(Exercise text begins)

Transcription of testicular angiotensin-converting enzyme (ACE) is initiated within the 12th intron of the somatic ACE gene.

Abstract

Angiotensin-converting enzyme (ACE) is a zinc-containing dipeptidyl carboxypeptidase that catalyzes the conversion of angiotensin I to the potent vasoconstrictor angiotensin II. By analyzing cDNA and genomic DNA, we have constructed a consensus sequence encoding the testis isozyme of mouse ACE. Testis ACE cDNA contains 2,435 base pairs and encodes a protein of 732 amino acids. The N-terminal 66 amino acids are unique to the testis isozyme, while the remaining 666 are identical to the carboxyl half of mouse somatic ACE. The overall conservation of amino acid sequence between the testis isozymes of the mouse, rabbit, and human is 78 to 84%. The conservation of amino acids for the N-terminal domain uniquely expressed within the testis is 63 to 67% between these species. Primer extension and RNase protection experiments show that RNA transcription of the testis ACE isozyme begins 16 or 17 bases upstream from the translation start site. A sequence element resembling a TATA box is found 25 bases 5' of the transcription start site. To create its unique isozyme of ACE, the testis begins mRNA transcription in the middle of the exonic-intronic structure of somatic ACE, within a sequence treated as an intron by somatic tissues. Testis ACE is not the result of alternative RNA splicing but seems due to the start of transcription at a unique site within the ACE gene.

(Exercise text ends)
(Data supplied begins)

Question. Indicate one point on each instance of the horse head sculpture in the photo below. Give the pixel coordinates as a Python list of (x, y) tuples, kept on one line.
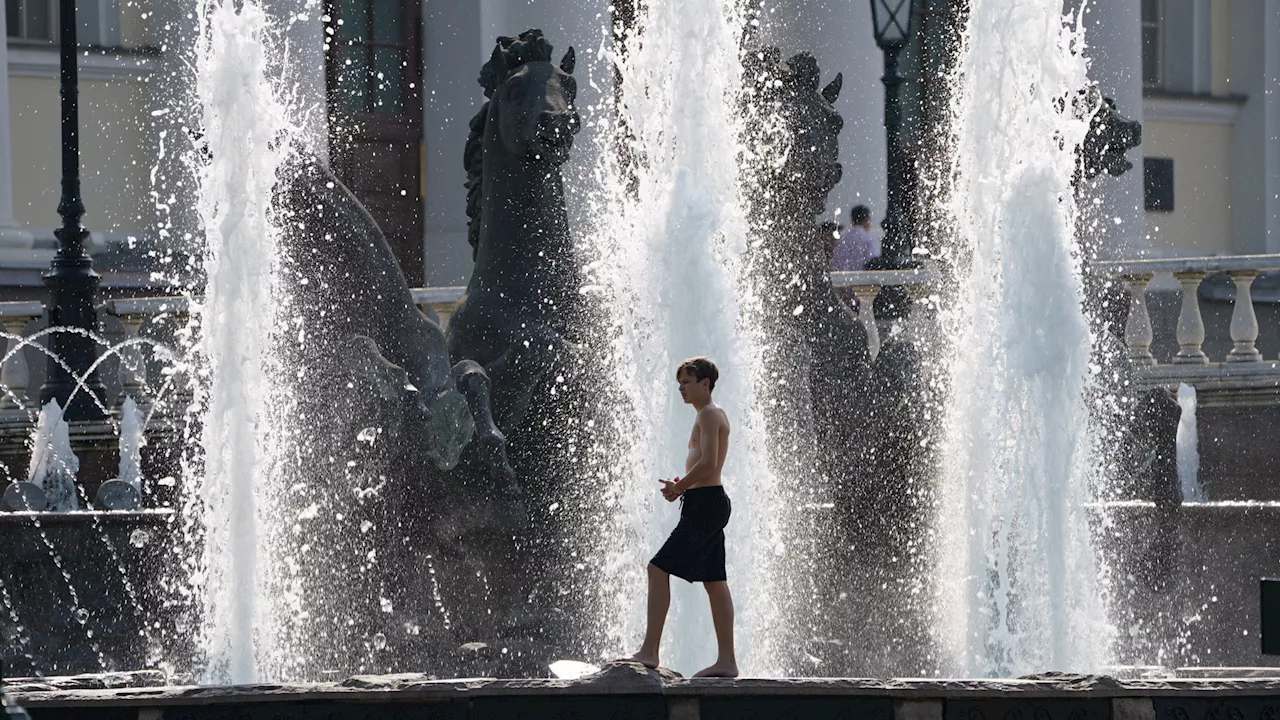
[(522, 302), (530, 112), (787, 98)]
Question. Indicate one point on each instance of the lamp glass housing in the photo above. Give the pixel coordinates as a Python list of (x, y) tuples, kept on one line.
[(892, 21)]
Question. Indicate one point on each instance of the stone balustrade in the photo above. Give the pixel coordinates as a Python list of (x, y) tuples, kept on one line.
[(867, 286), (1243, 370)]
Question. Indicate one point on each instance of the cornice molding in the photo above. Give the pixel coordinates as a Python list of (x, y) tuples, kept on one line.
[(40, 62), (1216, 112)]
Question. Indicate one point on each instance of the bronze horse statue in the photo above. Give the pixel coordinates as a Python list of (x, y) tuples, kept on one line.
[(522, 311), (366, 331)]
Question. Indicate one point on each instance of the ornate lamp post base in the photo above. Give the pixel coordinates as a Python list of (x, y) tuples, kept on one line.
[(71, 281)]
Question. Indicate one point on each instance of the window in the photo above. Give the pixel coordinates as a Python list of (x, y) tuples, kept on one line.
[(31, 19), (373, 51), (1157, 183), (1152, 42), (37, 19)]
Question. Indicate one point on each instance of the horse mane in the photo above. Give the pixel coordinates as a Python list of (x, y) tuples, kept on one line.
[(508, 55), (472, 158)]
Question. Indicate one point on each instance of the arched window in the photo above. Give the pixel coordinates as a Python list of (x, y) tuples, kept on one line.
[(375, 114)]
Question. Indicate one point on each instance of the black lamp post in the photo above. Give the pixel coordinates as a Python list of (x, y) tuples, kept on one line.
[(894, 24), (71, 281)]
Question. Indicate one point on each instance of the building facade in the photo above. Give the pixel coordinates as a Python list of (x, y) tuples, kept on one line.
[(394, 82)]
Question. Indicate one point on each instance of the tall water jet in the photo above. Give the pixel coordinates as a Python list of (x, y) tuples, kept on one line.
[(53, 461), (243, 128), (671, 246), (1022, 587)]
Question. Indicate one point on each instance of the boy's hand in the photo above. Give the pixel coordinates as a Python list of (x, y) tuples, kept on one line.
[(668, 490)]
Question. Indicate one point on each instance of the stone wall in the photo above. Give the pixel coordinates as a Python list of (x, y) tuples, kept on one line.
[(81, 591)]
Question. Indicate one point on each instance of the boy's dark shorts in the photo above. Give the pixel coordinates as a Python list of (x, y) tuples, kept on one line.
[(695, 550)]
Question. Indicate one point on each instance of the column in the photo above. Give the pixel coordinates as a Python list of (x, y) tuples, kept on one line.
[(840, 36), (1271, 123), (451, 58), (1112, 32), (305, 69), (10, 235)]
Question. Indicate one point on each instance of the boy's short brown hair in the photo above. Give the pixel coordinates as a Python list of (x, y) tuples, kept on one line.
[(700, 368)]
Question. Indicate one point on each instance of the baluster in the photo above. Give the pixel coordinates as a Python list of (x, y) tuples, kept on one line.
[(133, 370), (1137, 328), (865, 295), (1191, 324), (1244, 323), (14, 374)]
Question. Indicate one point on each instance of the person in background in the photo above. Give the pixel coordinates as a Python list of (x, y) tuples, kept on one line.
[(856, 246), (854, 250)]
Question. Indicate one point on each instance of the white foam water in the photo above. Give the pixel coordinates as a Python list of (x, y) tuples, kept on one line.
[(243, 128), (1022, 586), (131, 443), (53, 461), (671, 241)]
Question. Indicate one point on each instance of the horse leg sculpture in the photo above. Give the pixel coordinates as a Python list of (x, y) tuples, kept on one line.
[(472, 383), (524, 369)]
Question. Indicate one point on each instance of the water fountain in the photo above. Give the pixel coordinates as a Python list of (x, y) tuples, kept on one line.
[(1018, 456), (336, 515)]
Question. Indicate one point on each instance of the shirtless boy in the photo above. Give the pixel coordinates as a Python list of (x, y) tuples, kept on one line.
[(695, 550)]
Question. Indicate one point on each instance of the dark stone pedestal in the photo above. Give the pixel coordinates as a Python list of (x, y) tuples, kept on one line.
[(624, 693)]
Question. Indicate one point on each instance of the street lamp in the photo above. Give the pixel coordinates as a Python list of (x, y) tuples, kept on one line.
[(71, 279), (894, 23)]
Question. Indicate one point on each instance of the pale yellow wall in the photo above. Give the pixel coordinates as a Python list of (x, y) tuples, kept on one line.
[(133, 28), (114, 160), (1201, 222)]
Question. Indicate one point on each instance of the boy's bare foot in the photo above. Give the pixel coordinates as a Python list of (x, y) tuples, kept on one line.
[(718, 670), (648, 660)]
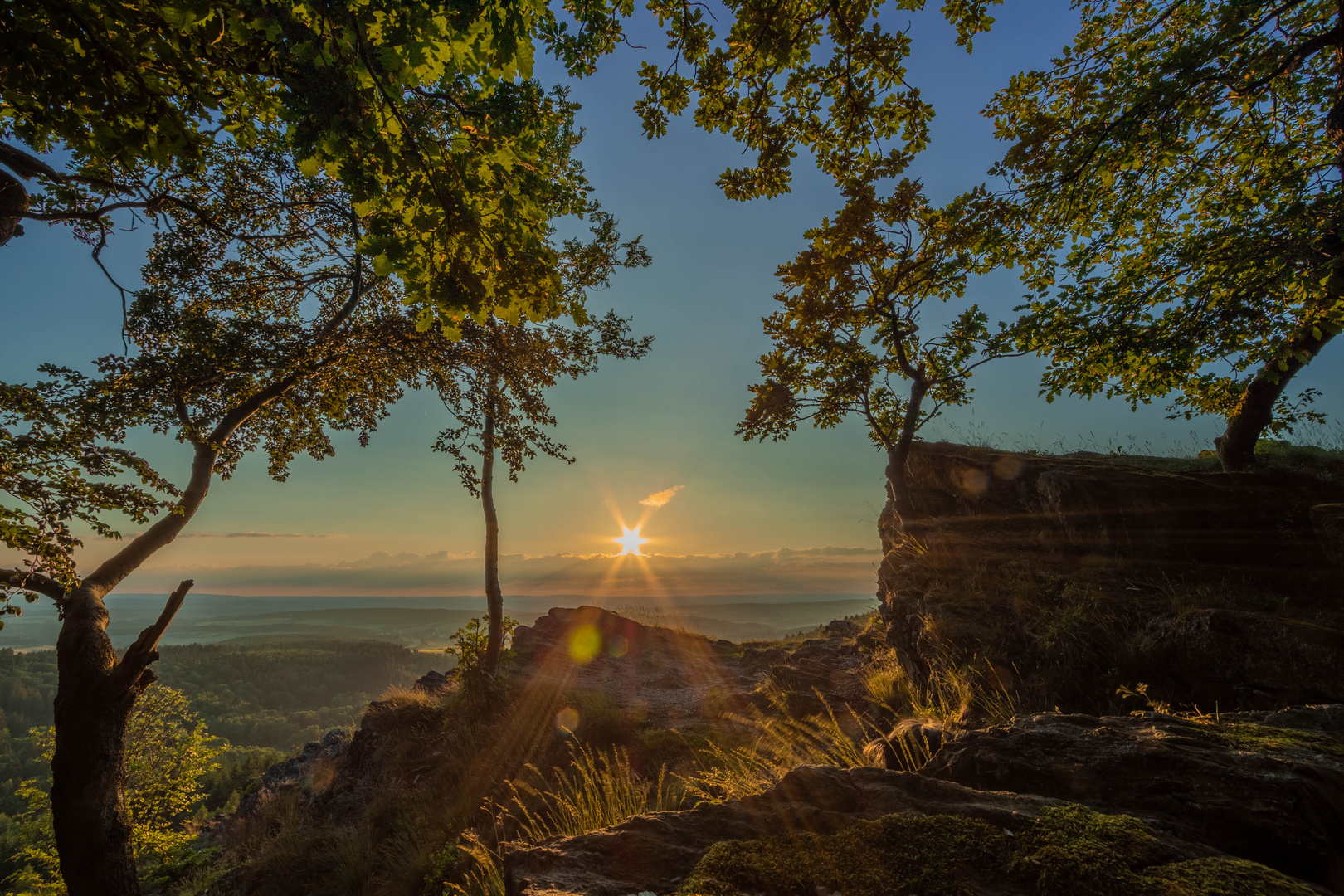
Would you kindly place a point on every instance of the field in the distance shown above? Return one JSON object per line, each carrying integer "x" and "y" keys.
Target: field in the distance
{"x": 426, "y": 624}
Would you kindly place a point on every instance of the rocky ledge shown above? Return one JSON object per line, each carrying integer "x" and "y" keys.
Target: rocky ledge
{"x": 1049, "y": 804}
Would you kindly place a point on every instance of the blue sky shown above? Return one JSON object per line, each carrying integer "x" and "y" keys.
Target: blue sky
{"x": 636, "y": 427}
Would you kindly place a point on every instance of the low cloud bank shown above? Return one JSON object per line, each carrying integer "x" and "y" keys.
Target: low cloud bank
{"x": 830, "y": 570}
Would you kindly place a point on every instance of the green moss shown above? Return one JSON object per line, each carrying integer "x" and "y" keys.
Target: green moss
{"x": 1248, "y": 735}
{"x": 1074, "y": 850}
{"x": 1222, "y": 878}
{"x": 1070, "y": 850}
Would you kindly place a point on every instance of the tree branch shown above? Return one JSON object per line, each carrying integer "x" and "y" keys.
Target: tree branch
{"x": 127, "y": 561}
{"x": 145, "y": 649}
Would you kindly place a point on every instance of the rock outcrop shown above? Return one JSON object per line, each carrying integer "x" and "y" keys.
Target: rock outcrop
{"x": 1200, "y": 798}
{"x": 1238, "y": 659}
{"x": 1035, "y": 561}
{"x": 1272, "y": 793}
{"x": 655, "y": 853}
{"x": 1328, "y": 522}
{"x": 674, "y": 677}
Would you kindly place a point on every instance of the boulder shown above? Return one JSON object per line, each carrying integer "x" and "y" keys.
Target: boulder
{"x": 1239, "y": 659}
{"x": 840, "y": 629}
{"x": 435, "y": 683}
{"x": 1269, "y": 794}
{"x": 655, "y": 853}
{"x": 1328, "y": 523}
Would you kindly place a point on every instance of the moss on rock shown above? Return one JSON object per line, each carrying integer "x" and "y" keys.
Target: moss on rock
{"x": 1070, "y": 850}
{"x": 1249, "y": 735}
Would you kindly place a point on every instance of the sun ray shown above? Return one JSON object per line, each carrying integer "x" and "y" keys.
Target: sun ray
{"x": 631, "y": 540}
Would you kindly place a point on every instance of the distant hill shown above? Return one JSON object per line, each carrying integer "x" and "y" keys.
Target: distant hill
{"x": 422, "y": 622}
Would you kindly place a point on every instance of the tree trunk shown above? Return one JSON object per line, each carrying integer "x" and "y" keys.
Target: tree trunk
{"x": 89, "y": 768}
{"x": 1237, "y": 445}
{"x": 14, "y": 202}
{"x": 95, "y": 694}
{"x": 95, "y": 698}
{"x": 898, "y": 458}
{"x": 494, "y": 597}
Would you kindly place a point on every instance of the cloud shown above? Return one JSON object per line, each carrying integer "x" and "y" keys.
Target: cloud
{"x": 659, "y": 499}
{"x": 257, "y": 535}
{"x": 821, "y": 570}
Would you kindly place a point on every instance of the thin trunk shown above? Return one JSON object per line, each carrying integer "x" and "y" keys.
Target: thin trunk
{"x": 14, "y": 202}
{"x": 494, "y": 597}
{"x": 898, "y": 457}
{"x": 1237, "y": 445}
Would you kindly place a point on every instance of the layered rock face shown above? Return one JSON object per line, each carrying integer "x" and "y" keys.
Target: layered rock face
{"x": 1273, "y": 793}
{"x": 1124, "y": 535}
{"x": 1214, "y": 798}
{"x": 1085, "y": 504}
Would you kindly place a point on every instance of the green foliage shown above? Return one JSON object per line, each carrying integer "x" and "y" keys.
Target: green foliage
{"x": 168, "y": 752}
{"x": 281, "y": 694}
{"x": 851, "y": 321}
{"x": 509, "y": 364}
{"x": 470, "y": 645}
{"x": 275, "y": 694}
{"x": 424, "y": 113}
{"x": 56, "y": 470}
{"x": 1069, "y": 850}
{"x": 797, "y": 75}
{"x": 1176, "y": 187}
{"x": 236, "y": 772}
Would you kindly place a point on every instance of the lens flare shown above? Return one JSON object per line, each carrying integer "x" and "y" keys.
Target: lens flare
{"x": 631, "y": 542}
{"x": 585, "y": 644}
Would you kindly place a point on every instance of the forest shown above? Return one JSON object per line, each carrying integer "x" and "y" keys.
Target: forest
{"x": 1089, "y": 672}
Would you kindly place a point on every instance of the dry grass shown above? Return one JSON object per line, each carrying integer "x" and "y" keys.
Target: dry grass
{"x": 597, "y": 789}
{"x": 782, "y": 744}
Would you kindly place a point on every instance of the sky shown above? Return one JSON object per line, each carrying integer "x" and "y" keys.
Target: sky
{"x": 732, "y": 518}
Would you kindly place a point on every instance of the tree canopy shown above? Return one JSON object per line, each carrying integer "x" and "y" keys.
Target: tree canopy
{"x": 850, "y": 338}
{"x": 422, "y": 112}
{"x": 1176, "y": 178}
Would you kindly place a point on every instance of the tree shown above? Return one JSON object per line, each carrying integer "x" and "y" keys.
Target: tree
{"x": 168, "y": 752}
{"x": 261, "y": 327}
{"x": 821, "y": 75}
{"x": 424, "y": 112}
{"x": 499, "y": 398}
{"x": 851, "y": 325}
{"x": 1177, "y": 184}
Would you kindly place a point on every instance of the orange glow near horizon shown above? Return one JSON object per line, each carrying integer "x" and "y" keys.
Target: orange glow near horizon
{"x": 631, "y": 540}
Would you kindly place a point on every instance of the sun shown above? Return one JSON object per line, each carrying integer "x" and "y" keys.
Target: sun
{"x": 631, "y": 542}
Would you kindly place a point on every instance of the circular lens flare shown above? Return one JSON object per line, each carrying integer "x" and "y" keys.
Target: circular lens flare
{"x": 631, "y": 542}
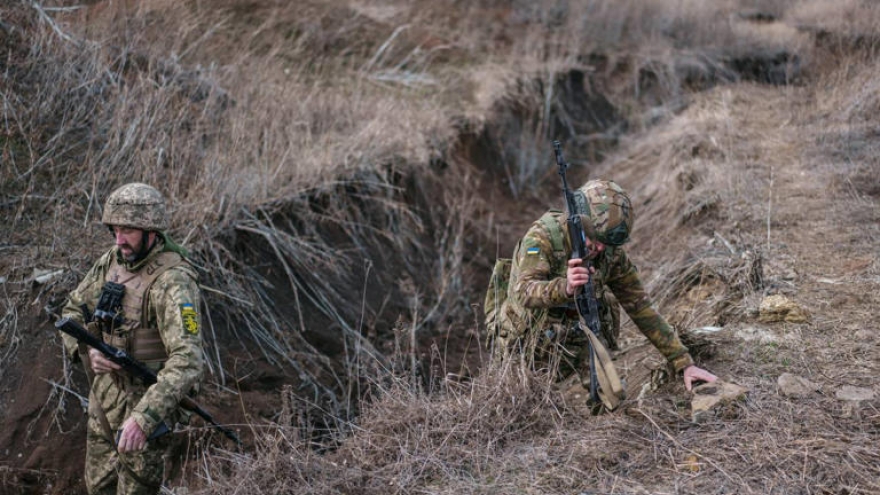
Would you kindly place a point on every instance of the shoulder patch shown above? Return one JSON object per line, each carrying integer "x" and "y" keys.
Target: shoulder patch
{"x": 190, "y": 318}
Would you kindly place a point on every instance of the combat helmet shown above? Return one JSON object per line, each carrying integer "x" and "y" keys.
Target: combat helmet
{"x": 136, "y": 205}
{"x": 606, "y": 211}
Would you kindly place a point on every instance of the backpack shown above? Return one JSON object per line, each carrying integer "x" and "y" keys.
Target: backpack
{"x": 499, "y": 281}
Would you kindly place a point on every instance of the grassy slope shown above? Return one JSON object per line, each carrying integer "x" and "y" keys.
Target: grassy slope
{"x": 781, "y": 171}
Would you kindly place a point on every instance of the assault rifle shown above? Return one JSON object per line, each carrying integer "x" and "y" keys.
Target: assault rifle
{"x": 136, "y": 369}
{"x": 585, "y": 296}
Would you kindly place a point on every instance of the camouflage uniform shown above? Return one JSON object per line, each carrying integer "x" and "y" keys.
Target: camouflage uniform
{"x": 538, "y": 316}
{"x": 170, "y": 305}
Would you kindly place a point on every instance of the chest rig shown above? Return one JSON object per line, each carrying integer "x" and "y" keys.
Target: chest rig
{"x": 133, "y": 331}
{"x": 609, "y": 313}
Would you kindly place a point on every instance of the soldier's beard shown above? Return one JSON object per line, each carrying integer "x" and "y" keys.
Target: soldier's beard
{"x": 139, "y": 253}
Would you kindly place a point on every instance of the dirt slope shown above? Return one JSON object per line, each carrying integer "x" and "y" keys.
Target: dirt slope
{"x": 744, "y": 171}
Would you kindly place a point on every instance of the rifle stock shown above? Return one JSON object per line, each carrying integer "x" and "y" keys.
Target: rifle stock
{"x": 135, "y": 368}
{"x": 585, "y": 297}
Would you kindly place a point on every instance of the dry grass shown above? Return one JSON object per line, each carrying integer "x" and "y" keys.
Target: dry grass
{"x": 312, "y": 161}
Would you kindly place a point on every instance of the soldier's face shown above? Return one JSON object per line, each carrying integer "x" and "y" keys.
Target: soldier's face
{"x": 130, "y": 241}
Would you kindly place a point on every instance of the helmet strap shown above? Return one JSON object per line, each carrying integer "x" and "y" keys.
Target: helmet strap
{"x": 144, "y": 249}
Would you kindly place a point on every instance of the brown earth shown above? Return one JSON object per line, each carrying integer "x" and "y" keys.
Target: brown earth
{"x": 797, "y": 184}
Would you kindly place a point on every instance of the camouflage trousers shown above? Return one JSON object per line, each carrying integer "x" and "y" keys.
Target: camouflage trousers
{"x": 560, "y": 349}
{"x": 133, "y": 473}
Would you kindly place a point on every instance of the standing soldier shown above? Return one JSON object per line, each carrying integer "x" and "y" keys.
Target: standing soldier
{"x": 539, "y": 317}
{"x": 144, "y": 295}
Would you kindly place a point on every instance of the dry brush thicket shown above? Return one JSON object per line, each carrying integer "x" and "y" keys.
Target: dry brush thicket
{"x": 334, "y": 170}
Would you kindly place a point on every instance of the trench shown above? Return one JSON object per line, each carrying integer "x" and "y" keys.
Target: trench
{"x": 403, "y": 282}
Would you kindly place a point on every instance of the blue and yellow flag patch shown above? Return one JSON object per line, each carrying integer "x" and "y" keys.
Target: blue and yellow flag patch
{"x": 190, "y": 318}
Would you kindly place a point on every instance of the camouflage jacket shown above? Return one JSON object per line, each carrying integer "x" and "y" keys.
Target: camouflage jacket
{"x": 170, "y": 309}
{"x": 537, "y": 298}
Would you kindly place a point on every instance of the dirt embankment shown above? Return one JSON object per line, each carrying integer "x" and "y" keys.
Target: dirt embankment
{"x": 732, "y": 170}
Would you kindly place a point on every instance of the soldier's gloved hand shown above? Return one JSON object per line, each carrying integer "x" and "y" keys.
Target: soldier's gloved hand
{"x": 132, "y": 437}
{"x": 693, "y": 374}
{"x": 576, "y": 275}
{"x": 94, "y": 328}
{"x": 100, "y": 364}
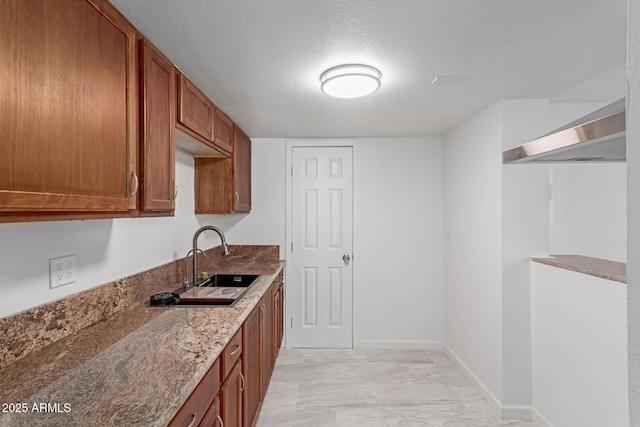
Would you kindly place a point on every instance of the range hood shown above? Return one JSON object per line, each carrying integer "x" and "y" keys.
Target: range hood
{"x": 596, "y": 137}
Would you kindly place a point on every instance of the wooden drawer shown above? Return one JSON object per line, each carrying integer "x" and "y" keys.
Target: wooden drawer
{"x": 200, "y": 400}
{"x": 231, "y": 353}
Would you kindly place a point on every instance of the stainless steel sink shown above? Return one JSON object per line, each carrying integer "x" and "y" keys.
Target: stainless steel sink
{"x": 229, "y": 280}
{"x": 219, "y": 289}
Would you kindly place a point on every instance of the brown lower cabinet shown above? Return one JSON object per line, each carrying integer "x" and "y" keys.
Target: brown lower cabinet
{"x": 231, "y": 397}
{"x": 244, "y": 369}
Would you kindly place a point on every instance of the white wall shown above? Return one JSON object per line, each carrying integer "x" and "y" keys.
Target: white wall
{"x": 589, "y": 210}
{"x": 525, "y": 225}
{"x": 107, "y": 250}
{"x": 473, "y": 270}
{"x": 633, "y": 197}
{"x": 398, "y": 252}
{"x": 398, "y": 246}
{"x": 579, "y": 344}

(Data supplied ends)

▶ [Work instructions]
In the abstract on testicular ACE, how many amino acids long is the protein encoded by testis ACE cDNA? The listing is separate from the abstract on testicular ACE.

▶ [Result of the exercise]
732 amino acids.